On 7/1/11 1:52 PM, ext Hill, Brad wrote:
The new WebAppSec WG charter draft does include a deliverable for
secure mashups built with cross-domain framing, with the specific
intent to put forward a proposal for anti-clickjacking in this space.
However, I have concerns with nearly every aspect of this draft.
First, I am concerned about mixed goals in the problem statement. It's
definitely not in the proposed charter scope for the WebAppSec WG to
address issues like bandwidth "theft" and license enforcement. Even
for the WebApps WG, it is arguable that some of these goals go against
core Web Architecture principles. (http://www.w3.org/TR/webarch/)
Secondly, several of the goals, even if couched in terms of security,
aren't in the interest of the user. If I go to a page, I want to see
images, fonts and videos on it. Policies that prevent that from
working are actually adversarial to the user. From a basic security
principles perspective, the client-side UA is not the place for such
restrictions to be enforced, as they can be easily disabled.
Further, conflating mechanisms to protect the user (anti-clickjacking)
with mechanisms adversarial to the user (font licensing) encourages the
user to disable even the protections that they should want.

--- Dataset section ---
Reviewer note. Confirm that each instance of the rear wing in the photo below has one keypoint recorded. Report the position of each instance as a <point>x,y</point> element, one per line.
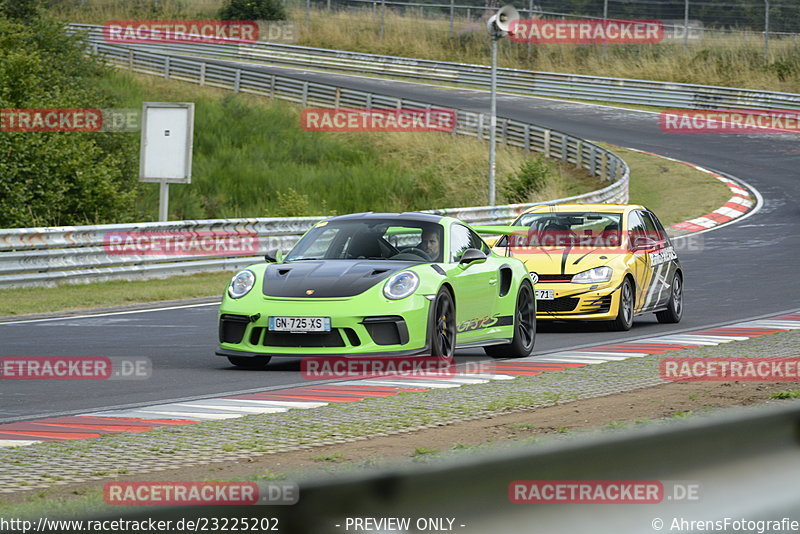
<point>502,230</point>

--- Work instructions ---
a. What does the email on the WebAppSec WG charter say, in two sentences?
b. According to the email on the WebAppSec WG charter, why is the client-side user agent not the place to enforce such restrictions?
c. Can you write the next part of the email on the WebAppSec WG charter, picking up after its final sentence?
The material can be set aside here.

--- Responses to the tasks ---
a. The new WebAppSec WG charter draft includes a deliverable for secure mashups built with cross-domain framing, meant to lead to an anti-clickjacking proposal, yet the writer has concerns with nearly every aspect of the draft under discussion. The writer argues that goals such as bandwidth "theft" and license enforcement fall outside the charter's scope and work against the user, and that mixing them with user protections like anti-clickjacking encourages users to disable even the protections they should want.

b. Such restrictions can be easily disabled there.

c.
Finally, don't think the proposed mechanism here for user-protection is
adequate for many/most use cases at risk of clickjacking that web
application owners would like to deploy. A binary frame/no-frame
policy based on a whitelist of origins is both very limiting and not
terribly secure. Consider a "like", "+1" or "pay" button. These may
be framed on tens of thousands of origins, making a whitelist
unmanageable. Or they may be framed-by-permission on an origin with
tens of thousands of resources/pages/applications (forum, auction site,
etc.) where an XSS or similar in any one of which would expose the
framed content to clickjacking again.
I think it's preferable to work towards a mechanism where resources can
declare they can be framed, but only subject to some policy or set of
capabilities which guarantee clickjacking protection, visibility, etc.
I agree we should look at this more, but I think having a published draft
helps. The background of this work is actually not clickjacking, but
specifically @font-face (web font embedding mechanism) where a default
same-origin restriction is considered. This was drafted as an alternative,
opt-out mechanism, though can potentially be used for a number of other
things as well.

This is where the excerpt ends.